▶ EXERCISE DETAILS
Please return the lines, both ends included, that run from the one containing "of the man's" to the last line of the data below, exactly and alone.

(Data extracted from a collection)
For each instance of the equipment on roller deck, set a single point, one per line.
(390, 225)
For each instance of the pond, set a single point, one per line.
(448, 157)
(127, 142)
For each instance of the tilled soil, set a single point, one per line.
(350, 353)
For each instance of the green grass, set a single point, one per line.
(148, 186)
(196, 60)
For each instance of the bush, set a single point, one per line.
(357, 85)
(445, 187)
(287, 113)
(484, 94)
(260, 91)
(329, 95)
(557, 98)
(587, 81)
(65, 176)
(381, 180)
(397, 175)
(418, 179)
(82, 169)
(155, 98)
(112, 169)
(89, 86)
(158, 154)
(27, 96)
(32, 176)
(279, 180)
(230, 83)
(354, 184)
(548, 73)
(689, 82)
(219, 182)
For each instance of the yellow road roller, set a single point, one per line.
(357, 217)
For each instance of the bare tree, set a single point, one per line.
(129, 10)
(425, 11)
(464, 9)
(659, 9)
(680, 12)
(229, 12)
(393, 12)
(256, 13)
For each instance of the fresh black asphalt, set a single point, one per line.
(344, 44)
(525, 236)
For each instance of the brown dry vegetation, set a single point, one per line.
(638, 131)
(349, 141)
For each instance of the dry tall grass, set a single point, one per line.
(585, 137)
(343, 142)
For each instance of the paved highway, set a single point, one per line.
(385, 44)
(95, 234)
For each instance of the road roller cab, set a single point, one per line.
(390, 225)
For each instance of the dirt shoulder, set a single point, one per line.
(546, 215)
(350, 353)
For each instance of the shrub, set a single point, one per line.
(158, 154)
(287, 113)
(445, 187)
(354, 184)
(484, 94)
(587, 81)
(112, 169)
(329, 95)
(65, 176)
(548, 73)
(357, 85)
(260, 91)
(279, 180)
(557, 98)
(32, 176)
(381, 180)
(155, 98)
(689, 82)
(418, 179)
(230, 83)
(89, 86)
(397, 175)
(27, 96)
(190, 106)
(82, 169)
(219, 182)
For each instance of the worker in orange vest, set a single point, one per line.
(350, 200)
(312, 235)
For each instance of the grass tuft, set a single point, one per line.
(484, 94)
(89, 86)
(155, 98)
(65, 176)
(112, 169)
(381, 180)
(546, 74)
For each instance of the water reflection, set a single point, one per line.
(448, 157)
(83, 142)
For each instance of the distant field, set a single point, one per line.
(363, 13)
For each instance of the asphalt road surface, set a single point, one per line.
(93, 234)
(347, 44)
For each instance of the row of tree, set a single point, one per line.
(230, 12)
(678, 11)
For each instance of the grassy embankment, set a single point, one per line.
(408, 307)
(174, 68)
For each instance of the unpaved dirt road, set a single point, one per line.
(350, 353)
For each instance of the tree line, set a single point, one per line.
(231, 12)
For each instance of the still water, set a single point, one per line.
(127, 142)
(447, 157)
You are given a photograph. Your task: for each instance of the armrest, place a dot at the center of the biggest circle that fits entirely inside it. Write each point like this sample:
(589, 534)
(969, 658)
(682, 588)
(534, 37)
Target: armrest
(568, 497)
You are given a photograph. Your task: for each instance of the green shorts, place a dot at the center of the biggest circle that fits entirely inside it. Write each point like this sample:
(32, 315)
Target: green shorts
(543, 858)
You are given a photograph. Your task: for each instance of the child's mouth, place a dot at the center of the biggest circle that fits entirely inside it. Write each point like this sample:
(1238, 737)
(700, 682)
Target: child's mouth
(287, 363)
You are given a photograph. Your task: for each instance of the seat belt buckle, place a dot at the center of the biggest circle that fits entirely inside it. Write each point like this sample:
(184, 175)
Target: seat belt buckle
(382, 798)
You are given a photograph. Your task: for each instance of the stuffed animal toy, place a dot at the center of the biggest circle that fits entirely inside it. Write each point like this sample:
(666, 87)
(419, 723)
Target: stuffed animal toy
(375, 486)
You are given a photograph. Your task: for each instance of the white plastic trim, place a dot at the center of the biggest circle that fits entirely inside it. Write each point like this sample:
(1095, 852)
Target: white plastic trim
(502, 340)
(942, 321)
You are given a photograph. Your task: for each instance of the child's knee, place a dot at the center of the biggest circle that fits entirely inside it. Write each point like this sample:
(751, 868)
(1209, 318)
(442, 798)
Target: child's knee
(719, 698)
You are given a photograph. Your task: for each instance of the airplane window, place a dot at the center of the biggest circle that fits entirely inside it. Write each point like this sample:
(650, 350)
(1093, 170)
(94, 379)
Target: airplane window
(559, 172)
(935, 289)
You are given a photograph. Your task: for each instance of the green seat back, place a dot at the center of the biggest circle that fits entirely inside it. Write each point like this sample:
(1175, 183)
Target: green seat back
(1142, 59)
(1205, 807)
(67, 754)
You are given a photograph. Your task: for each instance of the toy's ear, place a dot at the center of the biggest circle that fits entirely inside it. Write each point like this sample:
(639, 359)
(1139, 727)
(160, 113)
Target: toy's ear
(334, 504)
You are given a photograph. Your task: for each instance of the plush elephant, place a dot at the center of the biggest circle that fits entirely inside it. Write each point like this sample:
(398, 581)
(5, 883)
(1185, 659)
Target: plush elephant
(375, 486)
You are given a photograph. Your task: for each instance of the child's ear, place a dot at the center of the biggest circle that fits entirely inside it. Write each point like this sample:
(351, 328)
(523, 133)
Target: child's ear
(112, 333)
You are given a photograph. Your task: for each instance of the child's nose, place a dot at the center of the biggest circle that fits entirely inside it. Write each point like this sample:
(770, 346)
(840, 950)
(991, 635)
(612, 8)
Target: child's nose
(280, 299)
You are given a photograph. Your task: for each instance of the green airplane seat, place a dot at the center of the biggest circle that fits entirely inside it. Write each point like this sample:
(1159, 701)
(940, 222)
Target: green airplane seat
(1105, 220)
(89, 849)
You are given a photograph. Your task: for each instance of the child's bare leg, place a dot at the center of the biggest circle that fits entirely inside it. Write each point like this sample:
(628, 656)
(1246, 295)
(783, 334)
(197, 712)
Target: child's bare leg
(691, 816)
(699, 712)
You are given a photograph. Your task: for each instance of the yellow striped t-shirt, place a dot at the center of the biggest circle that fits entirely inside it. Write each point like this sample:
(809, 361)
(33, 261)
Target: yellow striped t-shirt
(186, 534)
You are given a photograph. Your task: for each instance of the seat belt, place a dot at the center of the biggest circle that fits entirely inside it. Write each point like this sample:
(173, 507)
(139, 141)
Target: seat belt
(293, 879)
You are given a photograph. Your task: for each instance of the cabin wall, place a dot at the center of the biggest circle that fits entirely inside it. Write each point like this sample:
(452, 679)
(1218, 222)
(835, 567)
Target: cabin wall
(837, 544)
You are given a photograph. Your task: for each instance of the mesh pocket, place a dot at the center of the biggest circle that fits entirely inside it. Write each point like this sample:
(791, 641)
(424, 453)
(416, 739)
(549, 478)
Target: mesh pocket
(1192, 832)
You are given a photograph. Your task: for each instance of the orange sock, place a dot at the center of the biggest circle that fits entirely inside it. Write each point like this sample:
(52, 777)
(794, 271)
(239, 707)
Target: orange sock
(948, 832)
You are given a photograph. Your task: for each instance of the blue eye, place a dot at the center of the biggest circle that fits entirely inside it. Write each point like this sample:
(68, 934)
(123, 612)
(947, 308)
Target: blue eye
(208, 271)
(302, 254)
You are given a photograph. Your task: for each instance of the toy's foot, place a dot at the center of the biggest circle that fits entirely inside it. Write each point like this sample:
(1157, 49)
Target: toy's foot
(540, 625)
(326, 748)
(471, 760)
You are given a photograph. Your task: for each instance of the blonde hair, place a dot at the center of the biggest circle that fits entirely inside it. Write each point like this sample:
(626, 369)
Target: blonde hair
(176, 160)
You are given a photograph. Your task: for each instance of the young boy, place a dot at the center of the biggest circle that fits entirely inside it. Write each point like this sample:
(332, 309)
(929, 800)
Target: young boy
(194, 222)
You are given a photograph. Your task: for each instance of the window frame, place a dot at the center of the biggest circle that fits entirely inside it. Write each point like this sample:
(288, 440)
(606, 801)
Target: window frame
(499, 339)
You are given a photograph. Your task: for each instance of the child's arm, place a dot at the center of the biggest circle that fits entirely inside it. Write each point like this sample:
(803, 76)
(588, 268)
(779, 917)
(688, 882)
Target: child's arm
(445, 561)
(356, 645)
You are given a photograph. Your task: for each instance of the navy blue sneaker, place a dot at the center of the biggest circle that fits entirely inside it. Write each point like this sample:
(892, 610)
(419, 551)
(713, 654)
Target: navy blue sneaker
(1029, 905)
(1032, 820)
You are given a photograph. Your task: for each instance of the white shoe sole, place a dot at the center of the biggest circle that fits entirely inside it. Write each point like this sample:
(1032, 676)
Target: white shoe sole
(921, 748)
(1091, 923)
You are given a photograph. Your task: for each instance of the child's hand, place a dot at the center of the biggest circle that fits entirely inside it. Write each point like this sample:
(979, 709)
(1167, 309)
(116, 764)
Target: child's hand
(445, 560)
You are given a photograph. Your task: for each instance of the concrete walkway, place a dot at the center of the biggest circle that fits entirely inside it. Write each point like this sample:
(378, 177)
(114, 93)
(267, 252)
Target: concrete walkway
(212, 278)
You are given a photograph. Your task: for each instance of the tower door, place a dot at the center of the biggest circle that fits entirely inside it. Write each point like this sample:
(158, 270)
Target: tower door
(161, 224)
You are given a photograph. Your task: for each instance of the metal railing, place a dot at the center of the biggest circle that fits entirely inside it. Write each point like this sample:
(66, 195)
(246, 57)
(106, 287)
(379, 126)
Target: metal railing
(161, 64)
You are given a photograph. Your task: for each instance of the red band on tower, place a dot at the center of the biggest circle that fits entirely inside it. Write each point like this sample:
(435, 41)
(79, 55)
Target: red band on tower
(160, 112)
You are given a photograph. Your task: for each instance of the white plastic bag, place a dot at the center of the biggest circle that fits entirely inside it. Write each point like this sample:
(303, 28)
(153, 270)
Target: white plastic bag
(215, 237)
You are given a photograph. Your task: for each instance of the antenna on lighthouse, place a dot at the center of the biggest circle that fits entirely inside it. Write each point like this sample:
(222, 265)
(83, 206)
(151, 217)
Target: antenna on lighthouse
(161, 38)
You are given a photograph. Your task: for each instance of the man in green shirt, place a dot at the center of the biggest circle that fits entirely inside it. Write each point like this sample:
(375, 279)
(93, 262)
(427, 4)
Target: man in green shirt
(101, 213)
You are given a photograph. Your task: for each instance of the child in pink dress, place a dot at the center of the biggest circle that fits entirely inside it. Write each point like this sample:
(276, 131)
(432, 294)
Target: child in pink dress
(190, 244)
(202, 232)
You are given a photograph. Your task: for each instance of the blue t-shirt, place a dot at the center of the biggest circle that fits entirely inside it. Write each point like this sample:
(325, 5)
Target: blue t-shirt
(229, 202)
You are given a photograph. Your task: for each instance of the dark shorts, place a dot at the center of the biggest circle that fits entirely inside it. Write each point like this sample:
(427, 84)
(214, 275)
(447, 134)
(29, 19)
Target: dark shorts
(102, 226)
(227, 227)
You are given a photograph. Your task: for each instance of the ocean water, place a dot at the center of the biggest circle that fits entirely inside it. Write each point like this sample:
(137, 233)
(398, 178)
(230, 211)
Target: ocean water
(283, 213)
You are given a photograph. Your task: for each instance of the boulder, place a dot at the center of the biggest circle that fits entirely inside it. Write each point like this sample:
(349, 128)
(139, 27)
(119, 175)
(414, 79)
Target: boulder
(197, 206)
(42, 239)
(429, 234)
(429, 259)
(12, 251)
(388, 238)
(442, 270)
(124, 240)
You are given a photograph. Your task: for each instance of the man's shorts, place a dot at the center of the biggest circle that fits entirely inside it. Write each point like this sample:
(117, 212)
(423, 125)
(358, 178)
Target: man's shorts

▶ ANSWER BELOW
You are given a photograph. Your task: for each instance of the man's shorts, place a dot at the center of the biggest circle that fits entirely inside it. Write each point like this sample:
(117, 212)
(423, 125)
(358, 178)
Target: man's shorts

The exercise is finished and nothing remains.